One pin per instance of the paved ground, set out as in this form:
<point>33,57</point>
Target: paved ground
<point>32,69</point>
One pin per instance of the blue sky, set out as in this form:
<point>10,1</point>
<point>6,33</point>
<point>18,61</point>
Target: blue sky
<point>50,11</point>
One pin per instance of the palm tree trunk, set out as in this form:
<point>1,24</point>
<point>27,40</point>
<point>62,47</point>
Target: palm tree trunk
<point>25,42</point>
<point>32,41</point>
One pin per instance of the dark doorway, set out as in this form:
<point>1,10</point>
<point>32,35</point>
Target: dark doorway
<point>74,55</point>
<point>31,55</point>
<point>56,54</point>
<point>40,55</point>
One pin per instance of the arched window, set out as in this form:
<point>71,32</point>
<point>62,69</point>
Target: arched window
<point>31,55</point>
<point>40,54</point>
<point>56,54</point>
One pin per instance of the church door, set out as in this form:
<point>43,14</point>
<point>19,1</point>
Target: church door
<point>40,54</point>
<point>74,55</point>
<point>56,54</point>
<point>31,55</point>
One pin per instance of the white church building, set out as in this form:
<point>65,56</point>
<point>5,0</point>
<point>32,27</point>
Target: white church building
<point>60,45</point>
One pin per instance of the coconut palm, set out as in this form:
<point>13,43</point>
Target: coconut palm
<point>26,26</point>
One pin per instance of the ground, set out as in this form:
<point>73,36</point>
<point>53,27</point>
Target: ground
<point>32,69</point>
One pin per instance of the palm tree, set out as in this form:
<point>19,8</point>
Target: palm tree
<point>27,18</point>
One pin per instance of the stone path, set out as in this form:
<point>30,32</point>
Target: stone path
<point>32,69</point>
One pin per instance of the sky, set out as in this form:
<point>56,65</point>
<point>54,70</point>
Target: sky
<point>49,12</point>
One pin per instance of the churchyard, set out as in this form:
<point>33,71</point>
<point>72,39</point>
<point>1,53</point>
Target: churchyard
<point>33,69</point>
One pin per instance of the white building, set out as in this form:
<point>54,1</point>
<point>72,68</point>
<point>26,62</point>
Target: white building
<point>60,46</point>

- - - - -

EXERCISE DIRECTIONS:
The lines from the beginning of the records through the line containing "<point>32,35</point>" should be reproduced exactly. Include nothing else.

WORKED SOLUTION:
One pin per instance of the paved ground, set out as in this form:
<point>33,57</point>
Target: paved ground
<point>32,69</point>
One pin per instance of the blue sky, set out as in this form:
<point>10,1</point>
<point>6,33</point>
<point>18,61</point>
Target: blue sky
<point>50,11</point>
One pin per instance of the palm tree trunk, set out as in this form:
<point>1,24</point>
<point>27,40</point>
<point>62,47</point>
Target: palm tree trunk
<point>25,42</point>
<point>32,41</point>
One pin per instance of the dark doorway, set out as in this form:
<point>1,10</point>
<point>32,35</point>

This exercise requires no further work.